Given request –
Copy the listing below line for line, reproducing each line exactly as it stands.

★ ★ ★ ★ ★

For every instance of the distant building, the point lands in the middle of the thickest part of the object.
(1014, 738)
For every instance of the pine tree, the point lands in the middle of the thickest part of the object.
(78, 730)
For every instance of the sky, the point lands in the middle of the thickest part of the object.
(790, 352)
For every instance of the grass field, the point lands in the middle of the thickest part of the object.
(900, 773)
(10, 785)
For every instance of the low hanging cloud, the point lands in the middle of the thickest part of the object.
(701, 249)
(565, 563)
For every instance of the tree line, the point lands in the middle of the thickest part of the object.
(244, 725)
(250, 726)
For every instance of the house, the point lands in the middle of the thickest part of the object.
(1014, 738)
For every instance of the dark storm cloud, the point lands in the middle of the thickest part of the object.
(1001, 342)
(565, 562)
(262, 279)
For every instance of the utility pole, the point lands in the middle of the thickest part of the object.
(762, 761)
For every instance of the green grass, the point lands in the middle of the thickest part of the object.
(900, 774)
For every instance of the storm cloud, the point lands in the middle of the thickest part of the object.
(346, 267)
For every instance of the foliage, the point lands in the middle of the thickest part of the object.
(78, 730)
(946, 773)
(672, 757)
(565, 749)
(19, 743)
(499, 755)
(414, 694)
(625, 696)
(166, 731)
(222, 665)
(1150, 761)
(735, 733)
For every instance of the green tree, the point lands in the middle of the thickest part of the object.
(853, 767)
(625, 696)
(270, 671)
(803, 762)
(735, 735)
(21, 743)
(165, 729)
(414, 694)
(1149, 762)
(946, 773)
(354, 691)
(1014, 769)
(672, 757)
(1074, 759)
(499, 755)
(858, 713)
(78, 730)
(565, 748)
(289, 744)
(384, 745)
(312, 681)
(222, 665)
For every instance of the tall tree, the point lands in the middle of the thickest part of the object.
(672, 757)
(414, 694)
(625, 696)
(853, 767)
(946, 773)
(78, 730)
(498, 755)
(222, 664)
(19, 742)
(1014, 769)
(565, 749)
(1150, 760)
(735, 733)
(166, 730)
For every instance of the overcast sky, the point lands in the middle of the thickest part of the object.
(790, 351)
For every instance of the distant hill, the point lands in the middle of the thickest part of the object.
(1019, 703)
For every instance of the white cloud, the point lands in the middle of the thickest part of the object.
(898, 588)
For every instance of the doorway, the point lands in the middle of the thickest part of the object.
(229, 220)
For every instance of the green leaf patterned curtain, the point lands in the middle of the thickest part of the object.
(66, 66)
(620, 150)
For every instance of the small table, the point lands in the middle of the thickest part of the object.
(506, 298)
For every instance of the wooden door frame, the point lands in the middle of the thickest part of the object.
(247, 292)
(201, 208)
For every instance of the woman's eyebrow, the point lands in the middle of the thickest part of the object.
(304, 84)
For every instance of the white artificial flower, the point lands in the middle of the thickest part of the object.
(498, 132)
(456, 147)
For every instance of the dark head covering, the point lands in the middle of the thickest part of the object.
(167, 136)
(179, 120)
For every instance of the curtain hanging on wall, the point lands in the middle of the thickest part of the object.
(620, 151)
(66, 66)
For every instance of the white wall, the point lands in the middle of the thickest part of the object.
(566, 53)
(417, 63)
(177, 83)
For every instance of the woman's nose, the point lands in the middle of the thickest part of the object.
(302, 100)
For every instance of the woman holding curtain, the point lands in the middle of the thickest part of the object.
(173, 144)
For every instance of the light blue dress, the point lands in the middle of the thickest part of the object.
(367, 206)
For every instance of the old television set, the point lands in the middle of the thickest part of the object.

★ ★ ★ ★ ★

Answer to the task –
For every instance of the distant building, the point lands in the middle of the thickest part of the object.
(1014, 738)
For every instance of the pine tree, the point lands in the middle of the thickest part of the object.
(78, 730)
For every instance of the sky, the point lands in the middle of the thickest part of the object.
(790, 352)
For every instance of the grass field, the point lands in the middle of the thickest part of the object.
(900, 773)
(10, 785)
For every instance of the low hanging cloud, the point lands in the middle of the thickest part of the object.
(701, 249)
(565, 563)
For every instance of the tree line, the point lands in the middle of the thickest part of the object.
(244, 725)
(250, 726)
For every instance of the house, the point lands in the middle of the thickest part of the object.
(1014, 738)
For every instance of the dark storm cloud, the point lands in the middle of the thickest part of the object.
(1001, 342)
(565, 562)
(262, 279)
For every instance of the utility pole, the point lands in the middle of the thickest part of the object.
(762, 761)
For every instance of the green grass, the point lands in the middle of the thickest part of the object.
(900, 774)
For every instance of the storm cloud, the point lands in the middle of the thickest part of the object.
(346, 267)
For every instance of the foliage, the point lands in the middle of the thickest part of the object.
(78, 730)
(946, 773)
(672, 757)
(565, 749)
(19, 743)
(499, 755)
(414, 694)
(625, 696)
(166, 731)
(222, 665)
(1150, 761)
(735, 733)
For every instance of the green tree, the point lands in the middle of the thickest part of the object.
(853, 767)
(625, 696)
(270, 671)
(803, 762)
(735, 735)
(21, 743)
(165, 729)
(414, 694)
(1149, 762)
(946, 773)
(354, 691)
(1014, 769)
(672, 757)
(1074, 759)
(499, 755)
(858, 713)
(78, 730)
(565, 748)
(289, 744)
(384, 745)
(312, 681)
(222, 665)
For every instance of the tall tree, the point lands in the middle of the thickest part of the object.
(672, 757)
(414, 694)
(625, 696)
(853, 767)
(946, 773)
(78, 730)
(498, 755)
(222, 664)
(19, 742)
(1014, 769)
(565, 749)
(1150, 760)
(735, 733)
(166, 730)
For every instance of the overcast sky, the point lands in the middle of the thickest part of the object.
(790, 351)
For every instance of the distant hill, the point lands in the middle of the thickest part of the object.
(1019, 703)
For every instance of the white cloud, the point lands in the middle of the thickest part of the object.
(898, 588)
For every instance of the doorway, the point lands in the middle of the thickest part of the object.
(229, 220)
For every instance of the green leaf patterned curtain, the point lands in the middle of the thickest part of the object.
(66, 66)
(620, 150)
For every instance of the small table, the point lands in the middle of the thickest part of the object.
(506, 298)
For every instance of the wooden door frame, the point lands in the middle of the thickest part of the object.
(247, 292)
(201, 208)
For every instance of the woman's eyebrow, the point lands in the middle of the thickest part of the object.
(304, 84)
For every instance of the white artificial flower, the point lands in the middle of the thickest part of the object.
(498, 132)
(456, 147)
For every instance of the dark head covering, the point lands in the middle of the thickest part of the object.
(167, 136)
(179, 120)
For every instance of the curtain hanging on wall, the point lands in the middle of the thickest part of the object.
(620, 151)
(66, 66)
For every instance of the white wall, the point lands in the middle of the thickest part of the object.
(566, 53)
(417, 63)
(177, 83)
For every instance of the woman's nose, the point lands in the middle of the thickest part of the object.
(302, 100)
For every instance of the woman holding curtain, the point lands in the middle of the thickest part of the object.
(173, 144)
For every instance of the light blue dress, the point lands in the middle of the thickest part of the object.
(367, 206)
For every instance of the old television set, the point lands in the middle of the thickest part of the object.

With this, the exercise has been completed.